**TRABALHO PEDIDO:** Qual é a passagem do trecho da página que vai de "Há quase três" até "casadas com políticos."? Devolva-a por inteiro, sem mudar nada.

**TRECHO DA PÁGINA:**
################

06 de julho de 2015

Sobre a injustiça que pagamos para ver

Crônicas

Há quase três anos, em entrevista ao Fantástico, a ax-primeira-dama Roseanne Collor disse estar insatisfeita com a pensão de R$ 18 mil que ganhava do seu ex-marido, pois estava muito aquém do que recebiam as suas amigas, que sequer foram casadas com políticos.

Sim, é revoltante, mas é pura hipocrisia condenar a insatisfação da ex-primeira-dama em relação à pensão alimentícia recebida pelo ex-presidente Fernando Collor de Melo. Hipocrisia porque, se estivesse no lugar dela, meu bem, certamente você faria a mesma coisa. E não venha dizer “Eu nunca, jamais, em hipótese alguma faria isso” porque é isso que o ser humano faz todos os dias: estabelece os seus direitos baseando-se nos direitos de pessoas socioeconomicamente menos favorecidas.

################

**SEÇÃO DE DADOS:**
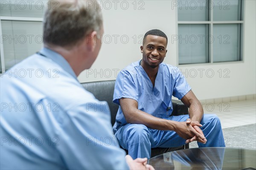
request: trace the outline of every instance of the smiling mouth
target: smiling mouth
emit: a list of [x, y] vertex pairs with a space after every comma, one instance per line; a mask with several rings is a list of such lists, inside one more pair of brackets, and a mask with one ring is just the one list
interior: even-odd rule
[[158, 60], [158, 59], [156, 59], [156, 58], [152, 58], [152, 57], [149, 57], [149, 58], [151, 60], [152, 60], [153, 61], [156, 61], [157, 60]]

################

**RESULTADO DA TAREFA:**
Há quase três anos, em entrevista ao Fantástico, a ax-primeira-dama Roseanne Collor disse estar insatisfeita com a pensão de R$ 18 mil que ganhava do seu ex-marido, pois estava muito aquém do que recebiam as suas amigas, que sequer foram casadas com políticos.